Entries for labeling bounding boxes
--------------------

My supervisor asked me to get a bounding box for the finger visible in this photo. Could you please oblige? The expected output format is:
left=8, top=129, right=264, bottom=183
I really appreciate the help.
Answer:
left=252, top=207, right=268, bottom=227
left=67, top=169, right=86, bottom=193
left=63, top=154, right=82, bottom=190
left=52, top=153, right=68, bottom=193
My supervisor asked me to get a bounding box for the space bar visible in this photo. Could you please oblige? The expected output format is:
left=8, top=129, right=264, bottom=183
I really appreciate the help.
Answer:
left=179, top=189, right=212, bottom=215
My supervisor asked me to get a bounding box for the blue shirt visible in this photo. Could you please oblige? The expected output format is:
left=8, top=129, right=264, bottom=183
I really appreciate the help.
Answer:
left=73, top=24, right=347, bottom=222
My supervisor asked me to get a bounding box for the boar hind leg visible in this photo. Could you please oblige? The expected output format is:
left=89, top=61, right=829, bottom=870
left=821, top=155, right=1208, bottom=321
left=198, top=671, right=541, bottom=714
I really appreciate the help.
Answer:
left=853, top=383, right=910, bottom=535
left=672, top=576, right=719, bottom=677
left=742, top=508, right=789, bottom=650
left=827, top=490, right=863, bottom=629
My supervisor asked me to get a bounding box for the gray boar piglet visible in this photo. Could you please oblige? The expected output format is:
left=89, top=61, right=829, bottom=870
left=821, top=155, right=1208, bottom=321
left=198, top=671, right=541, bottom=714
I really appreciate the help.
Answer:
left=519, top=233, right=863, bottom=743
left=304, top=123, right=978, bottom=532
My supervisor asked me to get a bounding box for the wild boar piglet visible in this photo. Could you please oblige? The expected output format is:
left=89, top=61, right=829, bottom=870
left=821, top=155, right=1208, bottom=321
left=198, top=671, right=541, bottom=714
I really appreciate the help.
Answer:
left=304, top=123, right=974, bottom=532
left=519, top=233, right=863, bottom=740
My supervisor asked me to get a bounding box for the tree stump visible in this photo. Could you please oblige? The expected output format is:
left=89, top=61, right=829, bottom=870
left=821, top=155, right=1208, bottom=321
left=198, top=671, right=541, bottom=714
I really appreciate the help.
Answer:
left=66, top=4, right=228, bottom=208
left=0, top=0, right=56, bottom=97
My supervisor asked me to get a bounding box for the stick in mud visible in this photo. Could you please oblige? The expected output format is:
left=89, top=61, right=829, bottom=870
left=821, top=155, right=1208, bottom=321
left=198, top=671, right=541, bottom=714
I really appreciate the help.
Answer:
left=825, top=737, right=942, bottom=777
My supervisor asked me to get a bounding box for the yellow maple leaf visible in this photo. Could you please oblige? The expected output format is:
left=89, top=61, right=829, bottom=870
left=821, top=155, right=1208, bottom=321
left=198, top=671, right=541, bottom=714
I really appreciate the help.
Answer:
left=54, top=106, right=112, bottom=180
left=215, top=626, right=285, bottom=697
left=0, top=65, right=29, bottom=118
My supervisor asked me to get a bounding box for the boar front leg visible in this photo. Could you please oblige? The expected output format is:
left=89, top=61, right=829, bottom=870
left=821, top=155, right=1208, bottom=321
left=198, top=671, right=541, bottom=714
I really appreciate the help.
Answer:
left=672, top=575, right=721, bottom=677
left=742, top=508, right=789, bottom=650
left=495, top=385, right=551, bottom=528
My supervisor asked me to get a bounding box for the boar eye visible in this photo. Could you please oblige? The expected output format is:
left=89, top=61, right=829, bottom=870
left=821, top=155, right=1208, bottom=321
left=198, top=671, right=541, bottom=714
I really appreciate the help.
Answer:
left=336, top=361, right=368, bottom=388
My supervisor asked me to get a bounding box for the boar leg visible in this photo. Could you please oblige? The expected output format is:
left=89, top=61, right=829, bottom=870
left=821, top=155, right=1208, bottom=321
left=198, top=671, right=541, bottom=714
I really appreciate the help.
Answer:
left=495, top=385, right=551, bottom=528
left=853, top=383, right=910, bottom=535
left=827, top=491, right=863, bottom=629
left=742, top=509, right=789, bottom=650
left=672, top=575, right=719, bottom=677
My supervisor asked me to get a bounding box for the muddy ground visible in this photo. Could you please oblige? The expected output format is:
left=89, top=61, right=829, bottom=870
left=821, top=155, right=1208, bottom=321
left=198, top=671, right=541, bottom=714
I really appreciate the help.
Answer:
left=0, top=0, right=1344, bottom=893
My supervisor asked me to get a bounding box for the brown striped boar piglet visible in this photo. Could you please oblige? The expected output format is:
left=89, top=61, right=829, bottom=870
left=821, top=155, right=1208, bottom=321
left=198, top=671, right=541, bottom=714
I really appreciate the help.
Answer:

--------------------

REQUIRED TASK: Show every line of the data above that contains the word "piglet", matching case exactly.

COMPLETE RESPONSE:
My supervisor asked me to get a bounding box for the gray boar piglet visible in this photo. Could you please oblige? The expected output format is:
My supervisor asked me to get a bounding box for the wild boar piglet visible in this photo. Could you please oblige? The expected output format is:
My supervisor asked me to get a bounding box for the brown striped boar piglet visible in this photo. Could you please oblige? The expected output format is:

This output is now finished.